ЦИТИРУЕМЫЙ ТЕКСТ ->
· · · · ·

Уэсуги Кэнсин сложил две песни-завещания – одну на китайском, другую на японском языке.
Полная чаша жизни – всего лишь чарка сакэ.
Словно во сне минули все сорок девять лет.
Что звать жизнью, что смертью, мне узнать не дано.
Год уходит за годом – смутных грез череда.
Ни раем, ни адом
меня уже не смутить —
И в лунном сиянье
стою непоколебим,
ни облачка на душе…
Вот как повествует литературный памятник XIV в. «Сказание о великом мире» («Тайхэйки») о смерти камакурских самураев. В нем рассказывается история гибели бесстрашных монахов монастыря Эрин-дзи и дается представление о роли Дзэн в формировании нравственных принципов Бусидо, особенно в плане отношения к смерти.
Так, один из вассалов канцлера Ходзё Такатоки, последнего правителя из рода Ходзё, некий Сиаку Синсакон нюдо, собираясь покончить жизнь самоубийством вслед за своим господином, чья судьба уже была предрешена, призвал старшего сына Сабуродзаэмона и сказал ему: «Камакура обречена – со всех сторон ее окружили враги, и сам я, как верный слуга, намерен разделить участь моего повелителя. Однако ты, сын мой, еще молод, при дворе служил совсем недолго и узы, что связывают тебя с нашим господином, не столь крепки. Ты должен попытаться спастись. Если уцелеешь, станешь монахом и будешь молиться за упокой наших душ. Никто не осудит тебя за это».
Сабуродзаэмон не внял разумному совету отца и ответил так: «Хотя мне и не довелось еще лично послужить господину, но, будучи твоим сыном, я сызмальства был удостоен высочайших милостей и благодеяний. Другое дело, если бы я уже состоял в монашеском сане, но ведь я родился и вырос в семье самурая. Как же могу я покинуть господина в беде и спасти свою жизнь, постригшись в монахи? Свет не видывал большего позора. Если ты собираешься разделить участь господина, то позволь и мне сопровождать тебя в мир иной». Едва закончив речь, юноша вспорол себе живот и испустил дух.

· · · · ·

ЦЕЛЬ ЗАДАНИЯ 1 ->
Кратко перескажите абзац текста о самураях, который начинается словами «Так, один из вассалов». Сохраните его главные факты.
ЦЕЛЬ ЗАДАНИЯ 2 ->
Подхватите текст о самураях и продолжите его после последнего предложения.
Записи никак не связаны с текстом о самураях.

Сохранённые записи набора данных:

· · · · ·

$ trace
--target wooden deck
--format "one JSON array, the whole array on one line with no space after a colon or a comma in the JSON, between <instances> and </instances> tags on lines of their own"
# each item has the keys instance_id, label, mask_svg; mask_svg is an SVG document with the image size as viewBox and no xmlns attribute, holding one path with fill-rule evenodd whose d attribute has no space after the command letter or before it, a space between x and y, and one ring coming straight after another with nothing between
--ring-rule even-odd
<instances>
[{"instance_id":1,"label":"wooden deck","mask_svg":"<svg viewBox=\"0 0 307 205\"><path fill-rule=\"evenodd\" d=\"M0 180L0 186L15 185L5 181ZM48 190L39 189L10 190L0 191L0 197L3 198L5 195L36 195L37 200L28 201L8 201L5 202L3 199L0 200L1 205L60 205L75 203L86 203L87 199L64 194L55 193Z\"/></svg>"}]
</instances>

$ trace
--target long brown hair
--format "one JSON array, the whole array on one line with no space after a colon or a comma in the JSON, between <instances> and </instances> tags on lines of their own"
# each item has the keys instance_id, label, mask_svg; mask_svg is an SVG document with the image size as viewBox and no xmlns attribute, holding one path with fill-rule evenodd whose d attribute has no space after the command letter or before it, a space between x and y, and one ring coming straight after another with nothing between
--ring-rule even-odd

· · · · ·

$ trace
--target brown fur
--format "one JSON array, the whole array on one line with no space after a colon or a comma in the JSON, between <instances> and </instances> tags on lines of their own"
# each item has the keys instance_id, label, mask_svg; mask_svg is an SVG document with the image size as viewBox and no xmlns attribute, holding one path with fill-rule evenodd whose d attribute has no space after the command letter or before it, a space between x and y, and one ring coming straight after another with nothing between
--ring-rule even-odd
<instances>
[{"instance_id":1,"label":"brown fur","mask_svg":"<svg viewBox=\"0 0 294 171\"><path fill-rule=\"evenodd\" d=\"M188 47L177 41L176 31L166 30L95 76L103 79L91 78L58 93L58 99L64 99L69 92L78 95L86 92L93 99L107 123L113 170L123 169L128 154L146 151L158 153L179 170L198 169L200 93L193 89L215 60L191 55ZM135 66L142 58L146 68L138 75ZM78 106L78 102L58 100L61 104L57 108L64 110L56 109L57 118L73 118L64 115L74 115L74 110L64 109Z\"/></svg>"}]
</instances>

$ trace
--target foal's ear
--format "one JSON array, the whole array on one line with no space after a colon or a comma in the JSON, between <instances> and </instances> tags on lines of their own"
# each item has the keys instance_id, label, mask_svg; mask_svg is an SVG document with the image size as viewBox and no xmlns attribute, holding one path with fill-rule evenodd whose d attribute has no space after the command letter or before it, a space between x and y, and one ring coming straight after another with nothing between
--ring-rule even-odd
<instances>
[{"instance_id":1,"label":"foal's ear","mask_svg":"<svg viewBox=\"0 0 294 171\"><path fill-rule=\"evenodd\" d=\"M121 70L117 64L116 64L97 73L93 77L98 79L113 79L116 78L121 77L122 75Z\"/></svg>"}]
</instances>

· · · · ·

РЕЗУЛЬТАТ УПРАЖНЕНИЯ 1 ->
Сиаку Синсакон нюдо служил вассалом у канцлера Ходзё Такатоки, последнего правителя из рода Ходзё. Он собирался покончить с собой вслед за обречённым господином и призвал старшего сына Сабуродзаэмона. Отец сказал, что Камакура окружена врагами и обречена, а сам он разделит участь повелителя. Сын же молод, служил недолго и связан с господином не так крепко, поэтому ему следует спастись. Если сын уцелеет, он должен стать монахом и молиться за упокой их душ, и никто его за это не осудит.

РЕЗУЛЬТАТ УПРАЖНЕНИЯ 2 ->
Младший сын Сиро также собрался последовать примеру брата, но Синсакон остановил его: «Не торопись. Соблюдай порядок и по старшинству пропусти вперед меня». Сиро вложил кинжал в ножны и покорно уселся на колени перед отцом, ожидая его распоряжений.
Отец попросил принести ему удобную подушку, сел на нее, скрестив ноги наподобие дзэнского монаха, сосредоточенно растер тушь, обмакнул в нее кисть и написал на листе бумаги предсмертное стихотворение:
Крепко сжимая меч,
готовлюсь рассечь Пустоту —
Ну вот наконец
свежий ветер прохладой дохнул
посреди пожаров и смут…
Закончив, Синсакон совершил сэппуку, как и подобало бесстрашному самураю, а младший сын, облегчая страдания, отсек ему голову в полном согласии с самурайским кодексом чести. Затем Сиро вонзил тот же самый меч себе в живот по самую рукоять и замертво упал наземь.
Другому знаменитому воину по имени Нагасаки Дзиро Такасигэ также довелось стать свидетелем заката и падения рода Ходзё. Он призвал дзэнского мастера, который к тому же наставлял мудрости Дзэн Ходзё Такатоки, и спросил его: «Как должен храбрый воин вести себя в такой момент?» Не задумываясь ни на миг, мастер отвечал: «Вперед, и да поможет тебе твой меч!» Такасигэ все понял. Он бросился в гущу боя и мужественно сражался, пока, израненный и обессиленный, не упал к ногам своего господина Такатоки.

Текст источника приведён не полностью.